文書の抜粋:
==*==
■パブリックスペースに侵食していく浅井裕介の作品を追いかけて、中洲川端から天神へ。天神IMSにある三菱地所アルティアムと、IMSからほど近い場所にあると思われる「紺屋2023」が目的。天神IMSは2回目なので迷うことはないけれど、紺屋2023ははじめて。地図で確認してみても、ずいぶん入り組んだところにある雰囲気が濃厚で、迷いそうな雰囲気いっぱい。一応地図を頭に入れて、住所情報もケータイに入れておいた。
天神IMSは複合商業施設で、小売店舗から医療事業者やカルチャースクール的なものも入っているワンストップな施設。エレベーターで8Fまで上がろうと思ったら人でいっぱいだったので、エスカレーターでのんびりと上がる。途中、IMSのパブリックスペースにマスキングプラントを発見。ちょっと遠慮がちで、施設の景色に溶け込んでいて、「作品」というより、ちょっと気の利いたデコレーションのようにも見える。
==*==
確認用データ:
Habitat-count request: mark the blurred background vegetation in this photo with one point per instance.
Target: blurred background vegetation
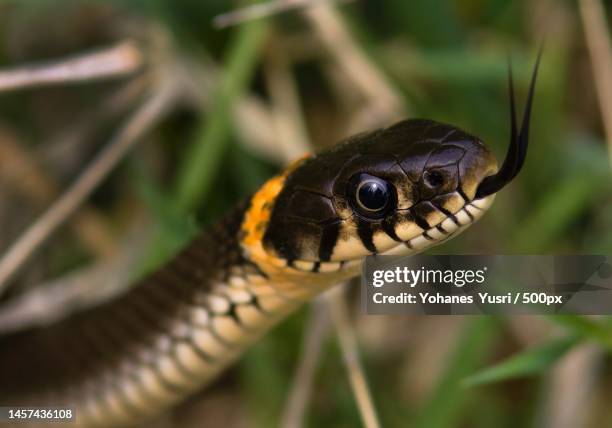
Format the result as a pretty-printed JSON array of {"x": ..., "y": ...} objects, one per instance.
[{"x": 229, "y": 106}]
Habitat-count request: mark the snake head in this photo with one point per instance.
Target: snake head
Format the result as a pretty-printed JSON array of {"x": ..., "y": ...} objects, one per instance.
[{"x": 398, "y": 190}]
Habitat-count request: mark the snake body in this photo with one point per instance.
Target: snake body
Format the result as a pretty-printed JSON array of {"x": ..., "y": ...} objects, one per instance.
[{"x": 397, "y": 190}]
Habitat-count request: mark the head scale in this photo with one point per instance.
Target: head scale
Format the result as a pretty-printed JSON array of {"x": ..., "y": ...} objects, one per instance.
[{"x": 392, "y": 191}]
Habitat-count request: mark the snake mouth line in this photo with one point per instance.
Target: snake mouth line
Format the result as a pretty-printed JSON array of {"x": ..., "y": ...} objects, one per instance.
[{"x": 451, "y": 226}]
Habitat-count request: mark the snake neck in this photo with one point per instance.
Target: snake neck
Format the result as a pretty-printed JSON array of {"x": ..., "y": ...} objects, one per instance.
[{"x": 168, "y": 336}]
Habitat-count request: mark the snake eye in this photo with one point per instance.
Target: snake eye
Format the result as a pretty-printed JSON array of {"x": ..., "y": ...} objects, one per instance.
[
  {"x": 433, "y": 179},
  {"x": 372, "y": 196}
]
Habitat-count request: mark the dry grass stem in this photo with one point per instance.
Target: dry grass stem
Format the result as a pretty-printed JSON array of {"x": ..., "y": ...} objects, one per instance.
[
  {"x": 598, "y": 41},
  {"x": 147, "y": 115},
  {"x": 77, "y": 290},
  {"x": 348, "y": 346},
  {"x": 262, "y": 10},
  {"x": 120, "y": 60},
  {"x": 19, "y": 169},
  {"x": 59, "y": 151},
  {"x": 316, "y": 332}
]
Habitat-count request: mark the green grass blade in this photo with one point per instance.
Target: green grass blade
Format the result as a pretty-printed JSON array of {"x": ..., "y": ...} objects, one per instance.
[
  {"x": 532, "y": 361},
  {"x": 203, "y": 158},
  {"x": 586, "y": 328},
  {"x": 443, "y": 408}
]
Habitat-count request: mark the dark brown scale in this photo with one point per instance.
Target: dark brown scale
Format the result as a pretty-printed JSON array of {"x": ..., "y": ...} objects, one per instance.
[{"x": 35, "y": 360}]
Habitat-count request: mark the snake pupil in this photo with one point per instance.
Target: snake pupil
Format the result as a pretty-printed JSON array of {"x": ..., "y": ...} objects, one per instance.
[
  {"x": 433, "y": 178},
  {"x": 372, "y": 195}
]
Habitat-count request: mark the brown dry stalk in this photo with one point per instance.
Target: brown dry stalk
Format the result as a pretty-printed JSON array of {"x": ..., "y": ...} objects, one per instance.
==*==
作業内容:
a) 浅井裕介の作品めぐりの文章について、次の問いに答えよ。
(i) 紺屋2023を訪れるのは何回目か。
(ii) 天神IMSでエレベーターを使わなかったのはなぜか。
(iii) IMSのパブリックスペースで見つけたものは何か。
b) 浅井裕介の作品めぐりの文章から、「天神IMSは複合商業施設で、」から「レーションのようにも見える。」までを、両端の語句も含めて一字も変えずに返せ。
c) 浅井裕介の作品めぐりの文章を、最後の文のあとから書き継げ。
記録はこの文章とは別の資料である。

番号付きの解答:
a)
(i) はじめて
(ii) 人でいっぱいだったから
(iii) マスキングプラント

b)
天神IMSは複合商業施設で、小売店舗から医療事業者やカルチャースクール的なものも入っているワンストップな施設。エレベーターで8Fまで上がろうと思ったら人でいっぱいだったので、エスカレーターでのんびりと上がる。途中、IMSのパブリックスペースにマスキングプラントを発見。ちょっと遠慮がちで、施設の景色に溶け込んでいて、「作品」というより、ちょっと気の利いたデコレーションのようにも見える。

c)
アルティアムで開催されている「ショッピング」はIMSに入っているテナントのショッピングバッグやロゴを使ってコラージュやショッピングバッグをデコレートしている。それらの作品はカラフルで明るく、楽しげで、商業施設という場所柄と良くマッチしていた。ただ、暗幕で仕切られた奥のブースにはマスキング作品が別途展示されていて、そちらの作品はモノクロの落ち着いたトーン。モノクロなのは、制作に使うマジックに制限されているのかもしれないですが。
「ショッピング」側のブースのカラフルな作品は各ショップで使われている包装材を再構成して制作されている。アートだってマーケットに乗っている点で商業活動の一部なのだけど、「効率的な」商活動には乗らないため、どことなく対立軸に捉えられることもあるけれど、1点モノの完全受注生産として見たら、別におかしな経済活動ではない。たぶん、対立軸を置くとしたら、「大量生産システム」との間だろう。
天神IMSのあちこちにマスキングプラントは忍び込んでいて、全部を探し出せたのかは解らないけど、だいぶあちこちに「生えていました」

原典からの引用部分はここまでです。